- Prompt: Show every line of the records below that contains the word "lower", matching case exactly.

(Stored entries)
---------------
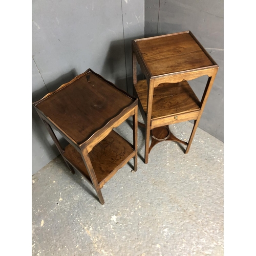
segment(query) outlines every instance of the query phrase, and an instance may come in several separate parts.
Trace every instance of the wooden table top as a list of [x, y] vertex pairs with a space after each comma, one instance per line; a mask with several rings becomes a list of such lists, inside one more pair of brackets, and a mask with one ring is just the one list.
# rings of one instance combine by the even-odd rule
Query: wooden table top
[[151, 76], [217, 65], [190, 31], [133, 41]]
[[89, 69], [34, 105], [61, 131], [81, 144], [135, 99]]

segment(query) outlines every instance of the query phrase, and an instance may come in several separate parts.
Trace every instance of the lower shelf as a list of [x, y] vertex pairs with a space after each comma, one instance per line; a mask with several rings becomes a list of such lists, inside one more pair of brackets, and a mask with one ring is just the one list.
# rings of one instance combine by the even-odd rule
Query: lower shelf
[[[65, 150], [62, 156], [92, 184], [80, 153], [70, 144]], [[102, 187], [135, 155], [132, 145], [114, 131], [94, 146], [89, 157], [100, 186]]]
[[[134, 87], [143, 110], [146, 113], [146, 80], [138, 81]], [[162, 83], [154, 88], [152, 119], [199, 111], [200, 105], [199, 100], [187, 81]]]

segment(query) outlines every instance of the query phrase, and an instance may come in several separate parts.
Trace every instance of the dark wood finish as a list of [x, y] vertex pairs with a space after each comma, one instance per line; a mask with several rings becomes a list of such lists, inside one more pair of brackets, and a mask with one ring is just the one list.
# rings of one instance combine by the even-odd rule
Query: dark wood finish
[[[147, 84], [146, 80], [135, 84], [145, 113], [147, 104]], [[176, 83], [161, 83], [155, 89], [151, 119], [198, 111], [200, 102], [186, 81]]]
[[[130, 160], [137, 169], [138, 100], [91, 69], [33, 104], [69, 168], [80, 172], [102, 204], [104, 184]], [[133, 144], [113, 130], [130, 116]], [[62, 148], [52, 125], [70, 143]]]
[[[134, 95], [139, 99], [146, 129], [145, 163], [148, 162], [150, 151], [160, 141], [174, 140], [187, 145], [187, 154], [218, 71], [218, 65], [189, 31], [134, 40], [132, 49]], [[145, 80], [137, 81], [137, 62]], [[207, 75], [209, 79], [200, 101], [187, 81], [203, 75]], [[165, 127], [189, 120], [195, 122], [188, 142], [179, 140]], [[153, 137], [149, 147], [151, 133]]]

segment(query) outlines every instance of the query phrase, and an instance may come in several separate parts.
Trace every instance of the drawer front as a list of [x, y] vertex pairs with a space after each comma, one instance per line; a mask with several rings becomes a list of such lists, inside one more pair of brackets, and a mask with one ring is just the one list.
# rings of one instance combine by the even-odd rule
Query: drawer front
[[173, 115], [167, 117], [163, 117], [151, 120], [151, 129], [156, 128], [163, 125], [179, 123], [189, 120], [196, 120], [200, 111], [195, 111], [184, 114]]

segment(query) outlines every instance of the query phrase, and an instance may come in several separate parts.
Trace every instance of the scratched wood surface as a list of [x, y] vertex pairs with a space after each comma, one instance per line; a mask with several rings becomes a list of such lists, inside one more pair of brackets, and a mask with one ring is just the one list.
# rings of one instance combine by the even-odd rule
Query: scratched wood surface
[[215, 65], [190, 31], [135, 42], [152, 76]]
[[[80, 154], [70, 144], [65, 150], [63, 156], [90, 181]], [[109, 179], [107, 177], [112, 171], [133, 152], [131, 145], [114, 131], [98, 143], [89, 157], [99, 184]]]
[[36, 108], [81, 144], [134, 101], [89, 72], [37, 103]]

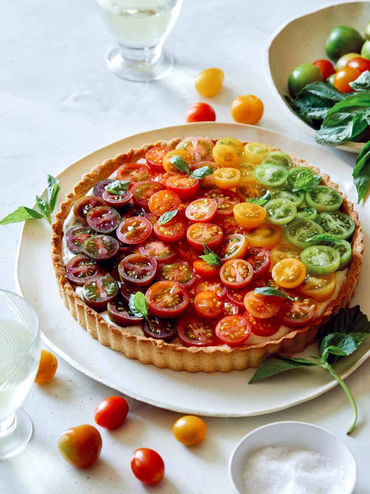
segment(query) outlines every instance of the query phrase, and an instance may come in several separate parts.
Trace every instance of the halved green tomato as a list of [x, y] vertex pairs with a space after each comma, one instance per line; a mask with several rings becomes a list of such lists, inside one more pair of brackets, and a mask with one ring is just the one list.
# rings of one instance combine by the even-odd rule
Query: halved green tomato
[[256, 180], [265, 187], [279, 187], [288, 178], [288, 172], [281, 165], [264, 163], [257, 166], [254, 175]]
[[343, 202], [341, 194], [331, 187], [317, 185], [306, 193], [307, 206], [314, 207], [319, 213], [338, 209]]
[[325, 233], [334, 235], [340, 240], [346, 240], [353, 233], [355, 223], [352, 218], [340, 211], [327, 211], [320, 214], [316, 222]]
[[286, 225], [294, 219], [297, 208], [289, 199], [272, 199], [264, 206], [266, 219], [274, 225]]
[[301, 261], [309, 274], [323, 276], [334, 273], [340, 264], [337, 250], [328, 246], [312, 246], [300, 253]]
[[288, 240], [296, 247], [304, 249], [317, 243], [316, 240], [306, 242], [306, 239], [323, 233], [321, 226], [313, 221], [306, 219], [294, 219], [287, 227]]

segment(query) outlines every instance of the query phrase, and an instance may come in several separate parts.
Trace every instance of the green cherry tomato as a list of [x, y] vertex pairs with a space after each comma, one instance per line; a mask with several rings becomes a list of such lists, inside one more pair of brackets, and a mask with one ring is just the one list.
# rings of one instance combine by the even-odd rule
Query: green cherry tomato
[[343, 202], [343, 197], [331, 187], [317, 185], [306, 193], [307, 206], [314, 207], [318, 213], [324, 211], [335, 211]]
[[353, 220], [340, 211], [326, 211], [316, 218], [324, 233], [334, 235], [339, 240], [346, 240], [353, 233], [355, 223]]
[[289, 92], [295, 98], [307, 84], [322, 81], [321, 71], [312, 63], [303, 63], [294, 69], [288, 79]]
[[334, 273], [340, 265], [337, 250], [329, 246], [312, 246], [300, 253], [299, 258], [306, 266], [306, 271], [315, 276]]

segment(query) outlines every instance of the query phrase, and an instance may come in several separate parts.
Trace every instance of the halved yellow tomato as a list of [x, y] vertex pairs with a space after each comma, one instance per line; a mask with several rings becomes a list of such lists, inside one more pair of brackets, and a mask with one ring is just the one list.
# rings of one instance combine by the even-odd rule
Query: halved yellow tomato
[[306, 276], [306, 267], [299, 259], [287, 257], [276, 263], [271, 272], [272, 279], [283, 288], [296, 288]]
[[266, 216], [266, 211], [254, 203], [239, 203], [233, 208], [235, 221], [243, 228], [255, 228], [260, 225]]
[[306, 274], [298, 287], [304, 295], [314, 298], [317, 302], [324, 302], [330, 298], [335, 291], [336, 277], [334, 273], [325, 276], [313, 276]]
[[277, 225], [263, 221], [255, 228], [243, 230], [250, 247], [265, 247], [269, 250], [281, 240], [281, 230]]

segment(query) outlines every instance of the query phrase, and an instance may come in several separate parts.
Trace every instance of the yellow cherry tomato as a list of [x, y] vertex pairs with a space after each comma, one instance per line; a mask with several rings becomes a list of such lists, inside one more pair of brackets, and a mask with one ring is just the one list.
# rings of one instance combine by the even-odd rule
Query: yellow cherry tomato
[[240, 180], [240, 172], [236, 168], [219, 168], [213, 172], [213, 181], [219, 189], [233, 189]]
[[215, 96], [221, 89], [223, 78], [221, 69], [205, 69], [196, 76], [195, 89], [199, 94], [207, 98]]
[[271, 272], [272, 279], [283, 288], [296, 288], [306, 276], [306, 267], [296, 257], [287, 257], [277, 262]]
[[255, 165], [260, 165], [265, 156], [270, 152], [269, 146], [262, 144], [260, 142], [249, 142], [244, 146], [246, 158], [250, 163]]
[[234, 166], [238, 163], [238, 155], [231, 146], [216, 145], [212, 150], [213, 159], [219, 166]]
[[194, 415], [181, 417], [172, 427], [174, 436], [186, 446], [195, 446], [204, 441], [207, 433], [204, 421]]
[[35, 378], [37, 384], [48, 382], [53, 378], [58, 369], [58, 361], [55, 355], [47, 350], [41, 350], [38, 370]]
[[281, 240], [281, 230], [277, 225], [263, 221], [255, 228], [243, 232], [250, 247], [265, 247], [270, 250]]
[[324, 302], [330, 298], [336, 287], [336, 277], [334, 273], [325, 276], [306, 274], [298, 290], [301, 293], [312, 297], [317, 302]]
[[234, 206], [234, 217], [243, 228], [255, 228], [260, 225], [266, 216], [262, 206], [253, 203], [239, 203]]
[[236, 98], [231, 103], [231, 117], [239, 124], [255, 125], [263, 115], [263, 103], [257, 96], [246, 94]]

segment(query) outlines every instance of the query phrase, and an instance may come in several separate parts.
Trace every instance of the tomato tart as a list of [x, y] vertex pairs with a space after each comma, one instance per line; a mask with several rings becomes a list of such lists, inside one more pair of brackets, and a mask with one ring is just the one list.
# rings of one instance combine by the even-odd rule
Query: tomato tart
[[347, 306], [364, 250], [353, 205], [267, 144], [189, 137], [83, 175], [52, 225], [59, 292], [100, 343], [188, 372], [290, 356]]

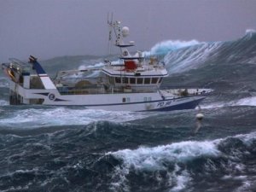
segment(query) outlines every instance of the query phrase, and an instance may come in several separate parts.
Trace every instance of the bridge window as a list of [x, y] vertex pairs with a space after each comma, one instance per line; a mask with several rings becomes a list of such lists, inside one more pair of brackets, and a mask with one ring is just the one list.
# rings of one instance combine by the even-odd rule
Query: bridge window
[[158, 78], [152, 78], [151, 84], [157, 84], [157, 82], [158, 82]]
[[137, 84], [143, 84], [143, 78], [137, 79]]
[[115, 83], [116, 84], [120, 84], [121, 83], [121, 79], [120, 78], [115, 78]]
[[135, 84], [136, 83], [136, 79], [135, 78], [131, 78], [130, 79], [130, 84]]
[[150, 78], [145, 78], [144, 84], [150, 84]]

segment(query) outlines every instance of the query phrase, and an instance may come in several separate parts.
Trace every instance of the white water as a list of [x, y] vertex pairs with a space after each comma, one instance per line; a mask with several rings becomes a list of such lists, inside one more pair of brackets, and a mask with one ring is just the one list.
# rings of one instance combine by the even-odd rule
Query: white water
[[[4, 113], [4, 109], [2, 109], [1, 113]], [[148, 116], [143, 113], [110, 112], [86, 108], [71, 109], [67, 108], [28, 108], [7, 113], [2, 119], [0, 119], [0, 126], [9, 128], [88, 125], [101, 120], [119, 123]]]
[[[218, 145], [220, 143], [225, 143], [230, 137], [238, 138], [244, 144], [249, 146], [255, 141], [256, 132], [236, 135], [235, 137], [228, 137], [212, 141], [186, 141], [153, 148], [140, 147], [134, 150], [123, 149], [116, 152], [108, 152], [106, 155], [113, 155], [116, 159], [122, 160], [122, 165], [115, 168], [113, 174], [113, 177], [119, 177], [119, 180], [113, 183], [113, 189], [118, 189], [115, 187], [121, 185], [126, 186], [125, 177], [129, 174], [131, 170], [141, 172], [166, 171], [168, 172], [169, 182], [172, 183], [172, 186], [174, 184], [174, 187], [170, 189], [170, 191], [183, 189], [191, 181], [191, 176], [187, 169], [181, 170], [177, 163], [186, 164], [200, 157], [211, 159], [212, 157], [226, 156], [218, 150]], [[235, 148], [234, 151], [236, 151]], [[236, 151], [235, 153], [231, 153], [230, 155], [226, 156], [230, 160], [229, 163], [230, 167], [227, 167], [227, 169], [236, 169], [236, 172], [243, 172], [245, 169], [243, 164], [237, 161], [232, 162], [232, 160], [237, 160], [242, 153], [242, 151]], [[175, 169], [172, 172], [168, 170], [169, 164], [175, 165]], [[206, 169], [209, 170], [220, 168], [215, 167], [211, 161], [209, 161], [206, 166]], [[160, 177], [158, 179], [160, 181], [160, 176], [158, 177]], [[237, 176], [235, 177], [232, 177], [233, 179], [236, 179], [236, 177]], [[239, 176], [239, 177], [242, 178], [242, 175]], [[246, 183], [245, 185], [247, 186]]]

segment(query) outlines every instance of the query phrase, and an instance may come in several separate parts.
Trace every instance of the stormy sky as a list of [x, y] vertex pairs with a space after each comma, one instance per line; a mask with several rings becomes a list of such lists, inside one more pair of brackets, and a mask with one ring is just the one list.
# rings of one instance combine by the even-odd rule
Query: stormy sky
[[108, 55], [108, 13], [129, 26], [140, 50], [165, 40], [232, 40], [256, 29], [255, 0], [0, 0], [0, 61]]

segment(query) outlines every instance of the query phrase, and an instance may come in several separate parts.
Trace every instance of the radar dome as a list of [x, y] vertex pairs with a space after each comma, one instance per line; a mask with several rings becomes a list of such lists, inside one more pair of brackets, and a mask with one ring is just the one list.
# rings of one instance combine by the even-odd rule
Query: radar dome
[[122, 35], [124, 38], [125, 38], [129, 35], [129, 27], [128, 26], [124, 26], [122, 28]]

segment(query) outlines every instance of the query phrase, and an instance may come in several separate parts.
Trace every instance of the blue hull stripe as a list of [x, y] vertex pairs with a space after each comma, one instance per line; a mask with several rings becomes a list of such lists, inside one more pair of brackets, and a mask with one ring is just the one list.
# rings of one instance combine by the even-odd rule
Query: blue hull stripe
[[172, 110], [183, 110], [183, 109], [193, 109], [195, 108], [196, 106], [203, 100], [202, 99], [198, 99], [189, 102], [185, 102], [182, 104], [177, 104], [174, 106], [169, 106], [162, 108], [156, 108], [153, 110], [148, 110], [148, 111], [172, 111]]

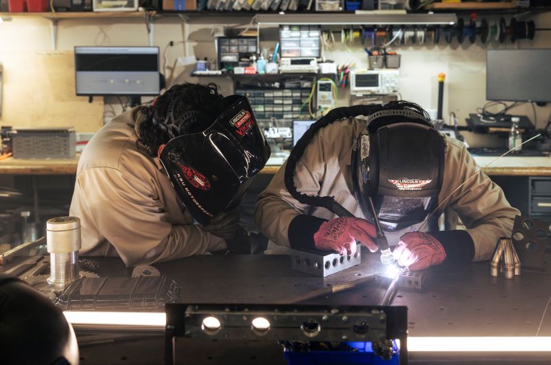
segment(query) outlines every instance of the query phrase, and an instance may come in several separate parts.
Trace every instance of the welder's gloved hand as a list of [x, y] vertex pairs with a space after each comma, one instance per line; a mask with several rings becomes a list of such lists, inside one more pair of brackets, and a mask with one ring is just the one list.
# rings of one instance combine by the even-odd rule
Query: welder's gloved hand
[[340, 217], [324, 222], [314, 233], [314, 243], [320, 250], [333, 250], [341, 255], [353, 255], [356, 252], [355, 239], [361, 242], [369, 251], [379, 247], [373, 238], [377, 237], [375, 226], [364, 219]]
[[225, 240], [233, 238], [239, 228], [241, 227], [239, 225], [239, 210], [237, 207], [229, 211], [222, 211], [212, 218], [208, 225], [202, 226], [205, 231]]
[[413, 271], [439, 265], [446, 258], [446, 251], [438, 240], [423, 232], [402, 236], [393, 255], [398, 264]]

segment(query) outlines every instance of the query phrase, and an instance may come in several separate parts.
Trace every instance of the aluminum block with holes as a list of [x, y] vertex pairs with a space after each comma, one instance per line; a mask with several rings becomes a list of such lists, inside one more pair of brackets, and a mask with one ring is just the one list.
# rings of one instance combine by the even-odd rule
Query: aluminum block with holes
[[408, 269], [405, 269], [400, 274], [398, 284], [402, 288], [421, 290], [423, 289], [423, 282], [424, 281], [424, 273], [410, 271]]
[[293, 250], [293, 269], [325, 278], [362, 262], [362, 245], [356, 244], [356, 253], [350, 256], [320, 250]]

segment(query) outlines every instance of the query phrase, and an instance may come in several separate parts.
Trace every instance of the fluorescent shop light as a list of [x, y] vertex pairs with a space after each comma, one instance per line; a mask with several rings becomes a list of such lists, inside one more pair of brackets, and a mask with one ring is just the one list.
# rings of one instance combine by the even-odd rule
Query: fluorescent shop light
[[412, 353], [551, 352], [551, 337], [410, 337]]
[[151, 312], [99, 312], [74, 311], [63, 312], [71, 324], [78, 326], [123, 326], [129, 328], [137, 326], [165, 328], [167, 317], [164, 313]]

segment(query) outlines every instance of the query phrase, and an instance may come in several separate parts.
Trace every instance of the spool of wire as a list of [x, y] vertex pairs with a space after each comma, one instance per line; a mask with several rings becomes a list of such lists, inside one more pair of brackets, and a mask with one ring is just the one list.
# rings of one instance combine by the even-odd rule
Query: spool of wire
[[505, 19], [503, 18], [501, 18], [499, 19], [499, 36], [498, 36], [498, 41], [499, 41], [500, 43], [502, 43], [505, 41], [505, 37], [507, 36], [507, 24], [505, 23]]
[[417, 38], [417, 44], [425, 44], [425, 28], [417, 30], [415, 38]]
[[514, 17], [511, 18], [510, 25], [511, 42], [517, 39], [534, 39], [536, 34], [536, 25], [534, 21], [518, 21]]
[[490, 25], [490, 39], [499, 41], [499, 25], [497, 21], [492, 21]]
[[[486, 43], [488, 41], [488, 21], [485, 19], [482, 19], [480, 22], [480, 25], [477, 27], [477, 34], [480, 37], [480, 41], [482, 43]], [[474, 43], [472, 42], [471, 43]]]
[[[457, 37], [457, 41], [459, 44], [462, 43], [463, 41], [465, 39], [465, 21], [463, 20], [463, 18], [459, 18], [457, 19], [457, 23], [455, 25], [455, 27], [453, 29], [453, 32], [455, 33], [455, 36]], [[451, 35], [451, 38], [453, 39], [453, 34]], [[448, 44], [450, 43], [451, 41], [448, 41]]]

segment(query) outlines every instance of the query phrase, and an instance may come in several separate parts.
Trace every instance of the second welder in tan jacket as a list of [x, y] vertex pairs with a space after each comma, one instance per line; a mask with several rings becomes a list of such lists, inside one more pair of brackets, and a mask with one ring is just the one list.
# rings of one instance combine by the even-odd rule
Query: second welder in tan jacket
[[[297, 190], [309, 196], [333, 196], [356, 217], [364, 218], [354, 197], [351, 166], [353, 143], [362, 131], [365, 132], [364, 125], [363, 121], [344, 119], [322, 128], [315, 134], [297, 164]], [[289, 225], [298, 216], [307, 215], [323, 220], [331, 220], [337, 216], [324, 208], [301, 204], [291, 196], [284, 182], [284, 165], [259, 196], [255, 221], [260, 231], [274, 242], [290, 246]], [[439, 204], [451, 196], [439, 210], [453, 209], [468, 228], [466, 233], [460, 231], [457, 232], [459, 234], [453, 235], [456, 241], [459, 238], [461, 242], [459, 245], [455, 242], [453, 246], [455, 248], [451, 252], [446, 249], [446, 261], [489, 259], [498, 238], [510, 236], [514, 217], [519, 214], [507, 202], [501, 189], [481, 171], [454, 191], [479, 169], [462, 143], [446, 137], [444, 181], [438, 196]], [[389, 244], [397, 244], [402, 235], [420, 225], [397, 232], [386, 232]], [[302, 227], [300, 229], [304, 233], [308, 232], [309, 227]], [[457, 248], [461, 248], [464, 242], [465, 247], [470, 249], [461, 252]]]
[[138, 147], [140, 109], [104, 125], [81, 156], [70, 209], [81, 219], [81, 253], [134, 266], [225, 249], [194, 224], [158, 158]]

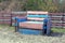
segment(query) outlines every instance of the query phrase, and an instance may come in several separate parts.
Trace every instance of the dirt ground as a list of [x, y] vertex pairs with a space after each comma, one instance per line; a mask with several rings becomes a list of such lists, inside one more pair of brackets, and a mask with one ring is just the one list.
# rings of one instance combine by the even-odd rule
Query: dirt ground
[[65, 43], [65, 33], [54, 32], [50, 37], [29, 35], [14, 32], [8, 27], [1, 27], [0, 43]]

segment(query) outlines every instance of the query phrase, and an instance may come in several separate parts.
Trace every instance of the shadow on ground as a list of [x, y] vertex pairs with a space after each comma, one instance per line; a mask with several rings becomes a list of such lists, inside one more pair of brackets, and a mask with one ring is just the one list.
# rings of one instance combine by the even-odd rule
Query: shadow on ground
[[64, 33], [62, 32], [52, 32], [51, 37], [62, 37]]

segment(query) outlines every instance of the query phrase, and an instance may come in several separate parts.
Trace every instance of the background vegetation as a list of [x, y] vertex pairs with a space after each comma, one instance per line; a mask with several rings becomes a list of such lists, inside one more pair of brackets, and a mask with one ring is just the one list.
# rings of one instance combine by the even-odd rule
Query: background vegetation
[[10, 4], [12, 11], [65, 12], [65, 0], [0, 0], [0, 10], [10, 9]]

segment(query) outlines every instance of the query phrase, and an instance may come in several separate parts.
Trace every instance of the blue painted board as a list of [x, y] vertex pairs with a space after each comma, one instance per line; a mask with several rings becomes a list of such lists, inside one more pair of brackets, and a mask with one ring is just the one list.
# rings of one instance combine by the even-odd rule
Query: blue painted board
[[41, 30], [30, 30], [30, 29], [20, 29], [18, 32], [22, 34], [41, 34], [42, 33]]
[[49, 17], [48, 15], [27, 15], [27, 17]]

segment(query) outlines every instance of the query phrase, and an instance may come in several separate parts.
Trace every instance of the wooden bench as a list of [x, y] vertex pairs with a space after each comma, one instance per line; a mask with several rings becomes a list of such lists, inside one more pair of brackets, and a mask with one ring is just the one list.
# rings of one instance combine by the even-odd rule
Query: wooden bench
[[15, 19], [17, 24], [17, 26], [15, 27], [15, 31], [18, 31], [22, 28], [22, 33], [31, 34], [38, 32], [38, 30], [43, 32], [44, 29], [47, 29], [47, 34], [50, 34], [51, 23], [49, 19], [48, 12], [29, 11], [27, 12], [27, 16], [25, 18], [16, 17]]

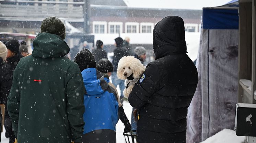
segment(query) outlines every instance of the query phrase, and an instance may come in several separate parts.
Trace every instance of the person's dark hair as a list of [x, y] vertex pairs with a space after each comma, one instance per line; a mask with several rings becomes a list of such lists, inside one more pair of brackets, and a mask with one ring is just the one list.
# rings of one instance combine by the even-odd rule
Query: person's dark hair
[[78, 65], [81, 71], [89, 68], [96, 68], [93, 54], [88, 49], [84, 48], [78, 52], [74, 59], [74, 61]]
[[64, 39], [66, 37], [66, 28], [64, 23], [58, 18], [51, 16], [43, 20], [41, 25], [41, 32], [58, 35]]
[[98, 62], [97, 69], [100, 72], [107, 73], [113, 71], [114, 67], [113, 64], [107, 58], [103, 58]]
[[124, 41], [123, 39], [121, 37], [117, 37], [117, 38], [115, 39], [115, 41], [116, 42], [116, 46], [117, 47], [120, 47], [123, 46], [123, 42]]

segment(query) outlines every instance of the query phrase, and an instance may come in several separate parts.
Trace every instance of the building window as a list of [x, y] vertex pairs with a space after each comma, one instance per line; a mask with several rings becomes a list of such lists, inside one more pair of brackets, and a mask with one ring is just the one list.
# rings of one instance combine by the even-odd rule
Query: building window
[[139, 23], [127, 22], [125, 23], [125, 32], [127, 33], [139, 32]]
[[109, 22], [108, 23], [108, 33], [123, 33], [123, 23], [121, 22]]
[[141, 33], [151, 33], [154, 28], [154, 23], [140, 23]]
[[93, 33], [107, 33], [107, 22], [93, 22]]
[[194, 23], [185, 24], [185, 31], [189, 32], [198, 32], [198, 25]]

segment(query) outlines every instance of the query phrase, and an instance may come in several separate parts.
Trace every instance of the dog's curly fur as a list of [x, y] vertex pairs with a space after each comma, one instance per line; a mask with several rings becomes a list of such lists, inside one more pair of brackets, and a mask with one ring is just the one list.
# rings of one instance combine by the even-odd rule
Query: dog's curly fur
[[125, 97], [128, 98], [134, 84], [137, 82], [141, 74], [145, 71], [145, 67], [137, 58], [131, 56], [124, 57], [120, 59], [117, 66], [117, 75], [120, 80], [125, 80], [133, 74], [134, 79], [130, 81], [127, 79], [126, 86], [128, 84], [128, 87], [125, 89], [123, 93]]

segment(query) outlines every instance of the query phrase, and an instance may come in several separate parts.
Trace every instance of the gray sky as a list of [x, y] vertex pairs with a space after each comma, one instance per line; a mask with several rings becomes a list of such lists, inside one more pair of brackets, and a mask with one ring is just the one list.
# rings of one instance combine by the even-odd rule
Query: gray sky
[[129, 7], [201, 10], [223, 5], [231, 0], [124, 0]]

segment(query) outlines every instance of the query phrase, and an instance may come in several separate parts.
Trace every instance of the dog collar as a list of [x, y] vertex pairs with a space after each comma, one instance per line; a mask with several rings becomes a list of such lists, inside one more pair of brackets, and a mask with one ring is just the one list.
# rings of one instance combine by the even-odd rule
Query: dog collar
---------------
- Exercise output:
Trace every instance of the lower shelf as a list of [x, y] vertex pairs with a space after each comma, one instance per line; a mask with several rings becomes a list of such lists, inside one more pair of brackets, and a mask with one ring is just the one list.
Query: lower shelf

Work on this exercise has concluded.